[EXERCISE DATA]:

## START

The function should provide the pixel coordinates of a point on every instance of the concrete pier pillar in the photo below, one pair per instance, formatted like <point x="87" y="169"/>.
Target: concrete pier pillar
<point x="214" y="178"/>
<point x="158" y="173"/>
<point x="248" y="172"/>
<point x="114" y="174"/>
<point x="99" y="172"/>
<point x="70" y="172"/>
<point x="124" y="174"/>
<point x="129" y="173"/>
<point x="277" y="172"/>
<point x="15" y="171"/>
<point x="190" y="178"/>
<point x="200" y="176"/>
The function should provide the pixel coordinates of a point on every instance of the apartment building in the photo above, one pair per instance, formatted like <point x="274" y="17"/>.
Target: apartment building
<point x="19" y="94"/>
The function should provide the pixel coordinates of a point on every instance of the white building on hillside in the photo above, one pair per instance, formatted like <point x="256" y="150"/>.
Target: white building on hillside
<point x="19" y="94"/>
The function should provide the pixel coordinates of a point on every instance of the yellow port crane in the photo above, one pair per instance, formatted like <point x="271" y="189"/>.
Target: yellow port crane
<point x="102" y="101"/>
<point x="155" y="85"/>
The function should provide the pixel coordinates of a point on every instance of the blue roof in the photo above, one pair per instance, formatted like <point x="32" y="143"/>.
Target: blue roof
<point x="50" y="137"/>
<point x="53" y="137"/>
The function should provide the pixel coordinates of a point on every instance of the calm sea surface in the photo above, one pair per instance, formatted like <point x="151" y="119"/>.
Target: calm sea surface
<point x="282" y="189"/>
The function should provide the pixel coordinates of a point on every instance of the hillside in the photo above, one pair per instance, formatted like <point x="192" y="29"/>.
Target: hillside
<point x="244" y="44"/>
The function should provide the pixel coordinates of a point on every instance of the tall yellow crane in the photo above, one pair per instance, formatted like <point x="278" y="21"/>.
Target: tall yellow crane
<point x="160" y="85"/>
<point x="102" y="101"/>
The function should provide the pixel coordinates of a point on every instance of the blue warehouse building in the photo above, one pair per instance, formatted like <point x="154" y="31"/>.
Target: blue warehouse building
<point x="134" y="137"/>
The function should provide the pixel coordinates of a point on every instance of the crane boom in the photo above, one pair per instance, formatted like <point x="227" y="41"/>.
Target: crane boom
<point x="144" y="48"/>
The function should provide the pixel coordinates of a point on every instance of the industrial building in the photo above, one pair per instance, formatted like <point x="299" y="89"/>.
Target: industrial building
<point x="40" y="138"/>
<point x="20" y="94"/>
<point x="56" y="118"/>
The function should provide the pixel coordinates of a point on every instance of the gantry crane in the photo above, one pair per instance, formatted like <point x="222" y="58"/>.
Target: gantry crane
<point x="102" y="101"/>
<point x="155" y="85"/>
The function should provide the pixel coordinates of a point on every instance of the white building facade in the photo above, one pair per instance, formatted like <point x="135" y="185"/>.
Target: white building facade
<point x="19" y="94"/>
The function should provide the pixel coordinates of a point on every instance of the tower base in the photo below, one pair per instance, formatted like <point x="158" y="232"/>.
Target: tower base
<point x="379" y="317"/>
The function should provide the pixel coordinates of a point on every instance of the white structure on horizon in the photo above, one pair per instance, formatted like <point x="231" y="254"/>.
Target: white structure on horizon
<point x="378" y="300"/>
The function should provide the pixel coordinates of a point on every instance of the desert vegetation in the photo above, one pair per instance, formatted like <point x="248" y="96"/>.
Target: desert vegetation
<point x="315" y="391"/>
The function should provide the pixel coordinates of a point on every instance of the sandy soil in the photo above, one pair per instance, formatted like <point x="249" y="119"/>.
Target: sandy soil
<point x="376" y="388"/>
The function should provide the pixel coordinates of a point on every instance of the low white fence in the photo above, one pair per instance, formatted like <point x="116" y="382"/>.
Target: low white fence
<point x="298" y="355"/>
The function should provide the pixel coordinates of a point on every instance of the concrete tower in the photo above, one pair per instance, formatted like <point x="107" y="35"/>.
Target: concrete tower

## END

[AIM]: Edit the records above so that every "pixel coordinates" becomes "image coordinates", and leave everything else unchanged.

[EXERCISE OUTPUT]:
The function should provide the image coordinates of a point on every instance of the concrete pier pillar in the photo below, one pair per instance, formatted like <point x="87" y="169"/>.
Target: concrete pier pillar
<point x="214" y="178"/>
<point x="158" y="173"/>
<point x="248" y="172"/>
<point x="114" y="174"/>
<point x="99" y="172"/>
<point x="70" y="172"/>
<point x="124" y="174"/>
<point x="129" y="173"/>
<point x="277" y="172"/>
<point x="15" y="171"/>
<point x="190" y="178"/>
<point x="200" y="176"/>
The function should provide the image coordinates of a point on every instance of the apartment building in the photo above, one pair per instance, formatted like <point x="274" y="17"/>.
Target: apartment building
<point x="19" y="94"/>
The function should provide the image coordinates of a point on every instance of the white building on hillside in the photo above, one pair per instance, formatted like <point x="256" y="150"/>.
Target: white building on hillside
<point x="19" y="94"/>
The function should provide the image coordinates of a point on every instance of the yellow port crane in the photo above, one pair per instance, formatted like <point x="271" y="189"/>.
Target: yellow port crane
<point x="102" y="101"/>
<point x="155" y="85"/>
The function should provide the image coordinates of a point on every instance of the blue roof in the photo above, one pair per instance, formatted like <point x="32" y="143"/>.
Target: blue roof
<point x="50" y="137"/>
<point x="53" y="137"/>
The function should provide the image coordinates of a point on every instance of the calm sea surface in the photo above, one pair per instance, formatted like <point x="151" y="119"/>.
Target: calm sea surface
<point x="282" y="189"/>
The function should provide the image coordinates of a point on every instance of the hillside in the photo above, one pair per instance, formatted like <point x="192" y="29"/>.
Target: hillside
<point x="244" y="44"/>
The function should provide the image coordinates of a point on every instance of the tall yellow crane in the photo above, one pair per instance, formatted like <point x="278" y="21"/>.
Target: tall yellow crane
<point x="160" y="85"/>
<point x="102" y="101"/>
The function should provide the image coordinates of a point on every instance of the blue warehouse building in the photo above, one pair per instance, formatted like <point x="154" y="31"/>.
Target: blue warehouse building
<point x="134" y="137"/>
The function should provide the image coordinates of a point on every instance of the crane boom in the photo above, one pair per instance, formatted like <point x="227" y="41"/>.
Target: crane boom
<point x="144" y="48"/>
The function should provide the image coordinates of a point on every instance of the industrial building in the photo above, one pair per instance, formatted like <point x="299" y="89"/>.
Target: industrial building
<point x="40" y="138"/>
<point x="20" y="94"/>
<point x="56" y="118"/>
The function should provide the image coordinates of a point on every instance of the gantry crane in the photo above, one pair per instance, formatted like <point x="222" y="58"/>.
Target: gantry crane
<point x="102" y="101"/>
<point x="155" y="85"/>
The function should provide the image coordinates of a point on every instance of the white building facade in the photo above, one pair per instance, formatted like <point x="135" y="185"/>.
Target: white building facade
<point x="19" y="94"/>
The function should provide the image coordinates of a point on every instance of the tower base in the photo below, one pair per instance, formatted like <point x="158" y="232"/>.
Target: tower base
<point x="379" y="317"/>
The function should provide the image coordinates of a point on every instance of the white structure on horizon in the photo above, one pair per instance, formatted like <point x="231" y="254"/>.
Target: white structure on horizon
<point x="378" y="300"/>
The function should provide the image coordinates of a point on every instance of the desert vegetation in the photo above, one pair per instance, formatted like <point x="248" y="96"/>.
Target: desert vegetation
<point x="315" y="391"/>
The function should provide the image coordinates of a point on every instance of the sandy soil in the photo above, one pair per instance, formatted like <point x="249" y="119"/>.
Target: sandy soil
<point x="376" y="388"/>
The function should provide the image coordinates of a point on every instance of the low white fence in the photo above, one pair per instance, formatted like <point x="116" y="382"/>.
Target: low white fence
<point x="298" y="355"/>
The function should provide the image coordinates of a point on every instance of the concrete tower in the photo above, one pair per instance, formatted like <point x="107" y="35"/>.
Target: concrete tower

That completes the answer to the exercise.